- Your goal -
Render the lines that follow as a numbered list, omitting any blank lines.

- Entries provided -

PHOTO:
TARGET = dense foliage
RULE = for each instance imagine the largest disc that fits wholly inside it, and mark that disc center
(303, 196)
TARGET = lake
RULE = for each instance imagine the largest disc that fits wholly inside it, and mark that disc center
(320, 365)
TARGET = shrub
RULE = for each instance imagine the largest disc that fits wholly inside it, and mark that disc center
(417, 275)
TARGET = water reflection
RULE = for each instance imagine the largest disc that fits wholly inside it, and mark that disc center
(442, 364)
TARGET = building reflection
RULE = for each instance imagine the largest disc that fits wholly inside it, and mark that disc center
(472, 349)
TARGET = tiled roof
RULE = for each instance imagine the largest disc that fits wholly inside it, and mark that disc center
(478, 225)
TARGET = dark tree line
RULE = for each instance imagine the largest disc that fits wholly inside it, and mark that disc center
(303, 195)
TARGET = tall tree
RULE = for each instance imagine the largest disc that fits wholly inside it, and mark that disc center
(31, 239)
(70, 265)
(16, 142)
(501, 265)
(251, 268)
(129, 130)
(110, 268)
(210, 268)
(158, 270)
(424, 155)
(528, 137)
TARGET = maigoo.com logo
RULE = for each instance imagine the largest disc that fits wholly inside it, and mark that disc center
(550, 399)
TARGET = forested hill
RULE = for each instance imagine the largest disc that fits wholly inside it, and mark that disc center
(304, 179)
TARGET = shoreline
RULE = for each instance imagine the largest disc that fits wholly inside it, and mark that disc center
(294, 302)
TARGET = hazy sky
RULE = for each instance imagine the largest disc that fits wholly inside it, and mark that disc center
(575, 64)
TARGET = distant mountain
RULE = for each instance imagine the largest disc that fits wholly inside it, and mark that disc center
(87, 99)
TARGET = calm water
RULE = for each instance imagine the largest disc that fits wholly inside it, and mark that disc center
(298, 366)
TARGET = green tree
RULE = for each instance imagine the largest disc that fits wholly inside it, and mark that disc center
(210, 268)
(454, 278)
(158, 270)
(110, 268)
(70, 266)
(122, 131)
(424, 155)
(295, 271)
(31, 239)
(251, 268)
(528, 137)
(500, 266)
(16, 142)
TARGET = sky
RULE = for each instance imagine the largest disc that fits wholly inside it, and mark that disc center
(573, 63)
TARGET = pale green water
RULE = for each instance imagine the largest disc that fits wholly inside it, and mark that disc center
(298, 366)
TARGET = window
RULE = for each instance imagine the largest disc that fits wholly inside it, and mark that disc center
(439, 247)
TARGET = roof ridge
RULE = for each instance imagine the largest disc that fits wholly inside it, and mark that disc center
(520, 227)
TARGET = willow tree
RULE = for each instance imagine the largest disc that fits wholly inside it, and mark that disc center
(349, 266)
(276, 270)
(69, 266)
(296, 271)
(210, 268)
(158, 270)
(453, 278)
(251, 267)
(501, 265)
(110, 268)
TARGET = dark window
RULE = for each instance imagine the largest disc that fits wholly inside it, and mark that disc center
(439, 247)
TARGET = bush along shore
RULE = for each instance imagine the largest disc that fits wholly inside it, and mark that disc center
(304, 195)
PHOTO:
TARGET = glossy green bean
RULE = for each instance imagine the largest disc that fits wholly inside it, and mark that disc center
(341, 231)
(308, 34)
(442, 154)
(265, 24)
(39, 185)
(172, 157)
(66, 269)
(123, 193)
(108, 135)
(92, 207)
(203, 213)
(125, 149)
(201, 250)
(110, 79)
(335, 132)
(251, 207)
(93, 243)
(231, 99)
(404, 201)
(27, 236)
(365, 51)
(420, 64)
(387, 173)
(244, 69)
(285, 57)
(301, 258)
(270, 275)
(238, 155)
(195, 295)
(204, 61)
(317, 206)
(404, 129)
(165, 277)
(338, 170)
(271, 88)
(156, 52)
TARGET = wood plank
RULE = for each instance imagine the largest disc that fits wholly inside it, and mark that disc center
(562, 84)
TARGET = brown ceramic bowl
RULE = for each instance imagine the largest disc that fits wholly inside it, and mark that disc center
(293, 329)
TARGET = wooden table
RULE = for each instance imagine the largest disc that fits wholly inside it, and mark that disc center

- Response for this exercise -
1. PHOTO:
2. TARGET = dense foliage
3. RULE = for each instance imagine the largest disc that fits wholly inside it, and mark that disc center
4. (303, 196)
5. TARGET = lake
6. RULE = for each instance imagine the largest disc that fits wholly inside it, and mark that disc center
7. (320, 365)
8. TARGET = shrub
9. RULE = for each instance imagine the largest disc that fits wholly inside it, and mark that disc center
10. (417, 275)
11. TARGET = water reflection
12. RULE = for each instance imagine the largest disc that fits wholly inside it, and mark that disc center
13. (442, 364)
14. TARGET = building reflection
15. RULE = for each instance imagine the largest disc that fits wholly inside it, and mark that disc center
16. (472, 349)
17. TARGET = tiled roof
18. RULE = for each instance imagine the largest disc that fits wholly inside it, and mark that disc center
19. (478, 225)
20. TARGET = dark tree line
21. RULE = for each instance imagine the largest disc that fits wholly inside it, and mark that disc center
22. (303, 195)
23. TARGET = tall tree
24. RULE = for each instance imagine the largest disc that fits wholly inside it, and mark that disc center
25. (31, 239)
26. (70, 265)
27. (16, 142)
28. (501, 265)
29. (251, 268)
30. (129, 130)
31. (110, 268)
32. (210, 268)
33. (158, 270)
34. (424, 155)
35. (528, 137)
36. TARGET = maigoo.com logo
37. RULE = for each instance imagine the largest disc that fits wholly inside it, and mark that disc center
38. (550, 399)
39. TARGET = forested hill
40. RULE = for each instance imagine the largest disc that fits wholly inside it, and mark that disc center
41. (304, 179)
42. TARGET = shoreline
43. RULE = for each instance imagine the largest disc that fits wholly inside it, and mark that disc center
44. (294, 302)
45. TARGET = hazy sky
46. RULE = for each instance imagine the largest disc that fits wholly inside it, and mark that disc center
47. (575, 64)
48. TARGET = distant mountain
49. RULE = for each instance imagine the largest disc that fits wholly inside it, and mark that disc center
50. (87, 99)
51. TARGET = calm water
52. RULE = for each instance imagine the largest disc that fits wholly inside it, and mark that disc center
53. (298, 366)
54. TARGET = green tree
55. RULE = for each instance imagine the largest disc that fits wholly inside it, and mark that disc center
56. (210, 268)
57. (454, 278)
58. (158, 270)
59. (110, 268)
60. (70, 266)
61. (122, 131)
62. (424, 155)
63. (295, 271)
64. (31, 239)
65. (251, 268)
66. (528, 137)
67. (500, 266)
68. (16, 142)
69. TARGET = sky
70. RULE = for each instance imagine the largest disc that fits wholly inside it, and mark that disc center
71. (573, 63)
72. TARGET = pale green water
73. RULE = for each instance imagine the largest disc that fits wholly inside it, and mark that disc center
74. (298, 366)
75. TARGET = window
76. RULE = for each instance imagine the largest disc that fits wholly inside it, and mark that disc center
77. (439, 247)
78. TARGET = roof ridge
79. RULE = for each instance imagine the largest disc that fits wholly inside it, and mark that disc center
80. (520, 227)
81. TARGET = willow tree
82. RULE = for each instance imagine the largest disc that fits wholly inside it, and mark that disc center
83. (349, 266)
84. (276, 270)
85. (69, 266)
86. (296, 271)
87. (210, 268)
88. (158, 270)
89. (453, 278)
90. (251, 267)
91. (501, 265)
92. (110, 268)
93. TARGET = dark window
94. RULE = for each instance imagine the largest disc that fits wholly inside it, and mark that disc center
95. (439, 247)
96. TARGET = bush along shore
97. RULE = for each instance imagine the largest disc that fits wholly inside it, and mark that disc center
98. (304, 195)
99. PHOTO:
100. TARGET = glossy green bean
101. RULE = for each instance imagine the largest disc that fits wholly inside it, and mark that disc center
102. (341, 231)
103. (308, 34)
104. (442, 154)
105. (265, 24)
106. (39, 185)
107. (172, 157)
108. (66, 269)
109. (123, 193)
110. (108, 135)
111. (92, 207)
112. (203, 213)
113. (125, 149)
114. (201, 250)
115. (110, 79)
116. (335, 132)
117. (251, 207)
118. (93, 243)
119. (231, 99)
120. (404, 201)
121. (27, 236)
122. (365, 51)
123. (420, 64)
124. (387, 173)
125. (244, 69)
126. (285, 57)
127. (301, 258)
128. (270, 275)
129. (238, 155)
130. (195, 295)
131. (204, 61)
132. (317, 206)
133. (404, 129)
134. (165, 277)
135. (338, 170)
136. (271, 88)
137. (156, 52)
138. TARGET = wood plank
139. RULE = for each instance imagine the largest disc that fits wholly inside it, and mark that disc center
140. (562, 84)
141. TARGET = brown ceramic bowl
142. RULE = for each instance imagine the largest disc that fits wholly inside it, and mark that disc center
143. (293, 329)
144. TARGET = wooden table
145. RULE = for each instance imagine the largest disc that fits wholly inside it, and mark that disc center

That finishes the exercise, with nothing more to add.